## BEGIN MATERIAL FOR THIS EXERCISE

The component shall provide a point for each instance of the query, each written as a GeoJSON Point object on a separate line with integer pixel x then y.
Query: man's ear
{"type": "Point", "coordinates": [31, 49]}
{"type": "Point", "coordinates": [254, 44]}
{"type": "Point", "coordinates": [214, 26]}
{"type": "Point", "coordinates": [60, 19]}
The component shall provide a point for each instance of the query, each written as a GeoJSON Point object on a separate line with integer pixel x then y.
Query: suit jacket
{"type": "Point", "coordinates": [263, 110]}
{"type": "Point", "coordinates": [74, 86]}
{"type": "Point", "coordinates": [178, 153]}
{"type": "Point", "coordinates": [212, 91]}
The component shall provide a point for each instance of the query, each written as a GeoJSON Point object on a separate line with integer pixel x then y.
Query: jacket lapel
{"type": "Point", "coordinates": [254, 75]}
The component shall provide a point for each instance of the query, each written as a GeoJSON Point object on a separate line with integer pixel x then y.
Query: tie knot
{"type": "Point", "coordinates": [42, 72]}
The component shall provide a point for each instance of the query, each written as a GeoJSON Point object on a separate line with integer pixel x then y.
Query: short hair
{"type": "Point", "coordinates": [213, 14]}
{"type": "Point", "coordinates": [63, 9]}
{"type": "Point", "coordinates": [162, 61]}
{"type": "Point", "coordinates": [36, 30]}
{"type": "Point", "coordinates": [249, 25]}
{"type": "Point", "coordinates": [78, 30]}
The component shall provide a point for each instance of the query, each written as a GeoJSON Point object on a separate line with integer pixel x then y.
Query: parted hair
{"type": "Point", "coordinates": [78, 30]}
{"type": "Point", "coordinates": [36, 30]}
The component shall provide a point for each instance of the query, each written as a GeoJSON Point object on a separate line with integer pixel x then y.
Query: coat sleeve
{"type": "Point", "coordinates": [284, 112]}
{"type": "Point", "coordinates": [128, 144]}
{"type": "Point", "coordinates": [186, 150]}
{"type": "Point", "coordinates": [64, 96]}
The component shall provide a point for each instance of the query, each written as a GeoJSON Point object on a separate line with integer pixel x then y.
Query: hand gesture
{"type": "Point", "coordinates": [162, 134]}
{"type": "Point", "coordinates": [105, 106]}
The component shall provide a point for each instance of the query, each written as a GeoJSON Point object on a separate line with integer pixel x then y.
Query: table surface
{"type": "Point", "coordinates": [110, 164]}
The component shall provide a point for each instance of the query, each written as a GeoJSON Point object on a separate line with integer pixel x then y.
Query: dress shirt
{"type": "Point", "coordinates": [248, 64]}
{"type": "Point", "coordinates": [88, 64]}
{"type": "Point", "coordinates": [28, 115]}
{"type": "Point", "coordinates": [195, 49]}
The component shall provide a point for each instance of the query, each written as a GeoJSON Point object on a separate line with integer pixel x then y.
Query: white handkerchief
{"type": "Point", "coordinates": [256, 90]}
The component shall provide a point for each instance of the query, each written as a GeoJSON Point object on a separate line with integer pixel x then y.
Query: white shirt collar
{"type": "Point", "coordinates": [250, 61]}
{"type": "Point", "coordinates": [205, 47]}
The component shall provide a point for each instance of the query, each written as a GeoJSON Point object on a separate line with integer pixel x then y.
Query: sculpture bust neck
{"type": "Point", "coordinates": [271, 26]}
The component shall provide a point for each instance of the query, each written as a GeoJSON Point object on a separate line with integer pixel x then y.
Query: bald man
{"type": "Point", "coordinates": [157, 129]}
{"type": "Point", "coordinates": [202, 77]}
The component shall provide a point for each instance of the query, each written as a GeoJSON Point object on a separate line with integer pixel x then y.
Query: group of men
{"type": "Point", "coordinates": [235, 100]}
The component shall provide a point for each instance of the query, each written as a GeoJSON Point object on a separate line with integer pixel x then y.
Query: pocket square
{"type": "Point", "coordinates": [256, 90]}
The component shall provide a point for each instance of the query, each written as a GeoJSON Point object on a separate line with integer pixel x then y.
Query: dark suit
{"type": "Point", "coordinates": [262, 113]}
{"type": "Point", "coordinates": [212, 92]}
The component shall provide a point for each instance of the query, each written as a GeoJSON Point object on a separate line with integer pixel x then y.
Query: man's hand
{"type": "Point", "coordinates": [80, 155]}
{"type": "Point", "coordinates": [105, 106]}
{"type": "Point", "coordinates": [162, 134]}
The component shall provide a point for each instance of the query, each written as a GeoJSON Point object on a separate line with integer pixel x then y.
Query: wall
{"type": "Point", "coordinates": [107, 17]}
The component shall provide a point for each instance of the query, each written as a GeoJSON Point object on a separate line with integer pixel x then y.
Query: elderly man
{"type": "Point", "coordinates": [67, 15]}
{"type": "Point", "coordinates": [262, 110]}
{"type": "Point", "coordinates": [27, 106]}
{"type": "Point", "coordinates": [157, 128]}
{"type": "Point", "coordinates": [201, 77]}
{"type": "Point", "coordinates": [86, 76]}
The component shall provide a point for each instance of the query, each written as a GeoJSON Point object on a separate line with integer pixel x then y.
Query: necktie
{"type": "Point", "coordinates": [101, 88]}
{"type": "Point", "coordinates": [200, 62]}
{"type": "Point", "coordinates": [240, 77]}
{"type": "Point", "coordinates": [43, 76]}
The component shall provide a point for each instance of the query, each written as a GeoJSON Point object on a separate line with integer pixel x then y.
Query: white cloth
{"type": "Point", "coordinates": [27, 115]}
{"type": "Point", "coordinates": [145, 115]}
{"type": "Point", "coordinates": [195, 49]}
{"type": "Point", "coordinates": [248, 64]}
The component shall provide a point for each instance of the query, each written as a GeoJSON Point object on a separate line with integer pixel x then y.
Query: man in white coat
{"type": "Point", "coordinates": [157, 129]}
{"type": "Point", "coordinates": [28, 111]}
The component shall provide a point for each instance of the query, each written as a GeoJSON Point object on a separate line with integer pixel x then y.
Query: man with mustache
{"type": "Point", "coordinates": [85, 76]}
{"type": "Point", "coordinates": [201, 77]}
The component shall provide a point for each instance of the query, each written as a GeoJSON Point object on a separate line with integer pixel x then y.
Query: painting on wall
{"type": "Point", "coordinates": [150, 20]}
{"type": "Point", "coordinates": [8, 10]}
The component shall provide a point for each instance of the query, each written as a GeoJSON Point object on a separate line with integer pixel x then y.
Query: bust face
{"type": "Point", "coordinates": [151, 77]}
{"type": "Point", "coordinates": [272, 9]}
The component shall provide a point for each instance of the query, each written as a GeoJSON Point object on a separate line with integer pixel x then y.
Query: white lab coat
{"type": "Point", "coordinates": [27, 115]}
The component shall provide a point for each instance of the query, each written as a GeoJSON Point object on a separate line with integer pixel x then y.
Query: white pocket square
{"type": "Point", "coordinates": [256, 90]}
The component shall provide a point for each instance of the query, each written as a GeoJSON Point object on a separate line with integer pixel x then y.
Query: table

## END MATERIAL FOR THIS EXERCISE

▸ DO THIS: Each line of the listing should be echoed back exactly.

▸ OUTPUT OF THE EXERCISE:
The component shall provide a point for each instance of the query, each written as a GeoJSON Point object on a separate line with integer pixel x then y.
Query: man's ear
{"type": "Point", "coordinates": [31, 49]}
{"type": "Point", "coordinates": [254, 44]}
{"type": "Point", "coordinates": [214, 26]}
{"type": "Point", "coordinates": [60, 19]}
The component shall provide a point for each instance of the query, each written as a GeoJSON Point object on a separate line with integer pixel x then y.
Query: suit jacket
{"type": "Point", "coordinates": [263, 110]}
{"type": "Point", "coordinates": [74, 86]}
{"type": "Point", "coordinates": [178, 153]}
{"type": "Point", "coordinates": [212, 91]}
The component shall provide a point for each instance of the query, each written as a GeoJSON Point object on a separate line with integer pixel x then y.
Query: jacket lapel
{"type": "Point", "coordinates": [254, 75]}
The component shall provide a point for each instance of the query, each written as a GeoJSON Point object on a separate line with integer pixel x then y.
Query: tie knot
{"type": "Point", "coordinates": [42, 72]}
The component shall provide a point for each instance of the query, each written as a GeoJSON Point object on a separate line with integer pixel x then y.
Query: short hair
{"type": "Point", "coordinates": [213, 14]}
{"type": "Point", "coordinates": [63, 9]}
{"type": "Point", "coordinates": [162, 61]}
{"type": "Point", "coordinates": [36, 30]}
{"type": "Point", "coordinates": [249, 25]}
{"type": "Point", "coordinates": [78, 30]}
The component shall provide a point for each instance of the query, each written as a GeoJSON Point object on a separate line with integer pixel x then y.
Query: parted hair
{"type": "Point", "coordinates": [78, 30]}
{"type": "Point", "coordinates": [36, 30]}
The component shall provide a point for each instance of the query, each written as a GeoJSON Point object on a separate line with integer pixel x then y.
Query: coat sleeve
{"type": "Point", "coordinates": [284, 112]}
{"type": "Point", "coordinates": [128, 144]}
{"type": "Point", "coordinates": [186, 150]}
{"type": "Point", "coordinates": [64, 96]}
The component shall provide a point for each instance of the query, each written as a GeoJSON Point object on a separate line with integer pixel x then y.
Query: hand gesture
{"type": "Point", "coordinates": [162, 134]}
{"type": "Point", "coordinates": [105, 106]}
The component shall provide a point for each instance of the query, each written as a GeoJSON Point object on a separate line with integer pixel x then y.
Query: table surface
{"type": "Point", "coordinates": [110, 164]}
The component shall provide a point for each instance of the query, each written as a GeoJSON Point object on a separate line with integer pixel x then y.
Query: dress shirt
{"type": "Point", "coordinates": [248, 64]}
{"type": "Point", "coordinates": [88, 64]}
{"type": "Point", "coordinates": [28, 115]}
{"type": "Point", "coordinates": [195, 49]}
The component shall provide a point for each instance of the query, each written as a GeoJSON Point object on a separate line with integer pixel x then y.
Query: white handkerchief
{"type": "Point", "coordinates": [256, 90]}
The component shall provide a point for each instance of the query, each written as a GeoJSON Point object on a separate line with integer pixel x then y.
Query: white shirt collar
{"type": "Point", "coordinates": [250, 61]}
{"type": "Point", "coordinates": [205, 47]}
The component shall provide a point for each instance of the query, each written as a GeoJSON Point object on a separate line with integer pixel x then y.
Query: sculpture bust neck
{"type": "Point", "coordinates": [271, 26]}
The component shall provide a point for each instance of the query, each written as a GeoJSON Point object on a separate line with integer pixel x then y.
Query: bald man
{"type": "Point", "coordinates": [157, 129]}
{"type": "Point", "coordinates": [202, 77]}
The component shall provide a point for each instance of the query, each written as a GeoJSON Point object on a separate line with integer pixel x then y.
Query: group of men
{"type": "Point", "coordinates": [235, 100]}
The component shall provide a point for each instance of the query, each written as a GeoJSON Point object on a separate line with integer pixel x then y.
Query: pocket square
{"type": "Point", "coordinates": [256, 90]}
The component shall provide a point for each instance of the query, each written as a GeoJSON Point object on a separate line with integer pixel x then y.
Query: dark suit
{"type": "Point", "coordinates": [262, 113]}
{"type": "Point", "coordinates": [212, 92]}
The component shall provide a point for each instance of the query, each written as a GeoJSON Point object on a separate line with integer pixel x then y.
Query: man's hand
{"type": "Point", "coordinates": [80, 155]}
{"type": "Point", "coordinates": [105, 106]}
{"type": "Point", "coordinates": [162, 134]}
The component shall provide a point for each instance of the query, each written as a GeoJSON Point object on a separate line with integer pixel x then y.
Query: wall
{"type": "Point", "coordinates": [107, 17]}
The component shall provide a point for each instance of the query, each written as a GeoJSON Point object on a separate line with integer pixel x then y.
Query: elderly man
{"type": "Point", "coordinates": [67, 15]}
{"type": "Point", "coordinates": [262, 110]}
{"type": "Point", "coordinates": [27, 106]}
{"type": "Point", "coordinates": [157, 128]}
{"type": "Point", "coordinates": [201, 77]}
{"type": "Point", "coordinates": [86, 76]}
The component shall provide a point for each instance of the query, each written as a GeoJSON Point object on a separate line with integer pixel x then y.
Query: necktie
{"type": "Point", "coordinates": [101, 88]}
{"type": "Point", "coordinates": [200, 62]}
{"type": "Point", "coordinates": [240, 77]}
{"type": "Point", "coordinates": [43, 76]}
The component shall provide a point for each instance of the query, each written as a GeoJSON Point object on a separate line with integer pixel x then y.
Query: white cloth
{"type": "Point", "coordinates": [27, 115]}
{"type": "Point", "coordinates": [145, 115]}
{"type": "Point", "coordinates": [195, 49]}
{"type": "Point", "coordinates": [248, 64]}
The component shall provide a point for each instance of the query, each written as a GeoJSON Point object on a separate line with integer pixel x then y.
Query: man in white coat
{"type": "Point", "coordinates": [157, 129]}
{"type": "Point", "coordinates": [28, 111]}
The component shall provide a point for each instance of the query, each written as a GeoJSON Point object on a separate line with integer pixel x then y.
Query: man with mustache
{"type": "Point", "coordinates": [85, 76]}
{"type": "Point", "coordinates": [201, 77]}
The component shall provide a point for each instance of the query, each written as a GeoJSON Point object on a separate line with integer pixel x then y.
Query: painting on wall
{"type": "Point", "coordinates": [150, 20]}
{"type": "Point", "coordinates": [8, 10]}
The component shall provide a point for each instance of the query, each written as a GeoJSON Point object on a separate line with integer pixel x then y.
Query: bust face
{"type": "Point", "coordinates": [151, 77]}
{"type": "Point", "coordinates": [272, 9]}
The component shall provide a point for each instance of the query, each written as a GeoJSON Point object on a separate line with integer pixel x then y.
Query: white lab coat
{"type": "Point", "coordinates": [27, 115]}
The component shall provide a point for each instance of the query, each written as a GeoJSON Point object on a separate line with integer pixel x then y.
Query: white pocket square
{"type": "Point", "coordinates": [256, 90]}
The component shall provide a point for each instance of the query, each written as a GeoJSON Point object on a separate line with integer pixel x then y.
Query: table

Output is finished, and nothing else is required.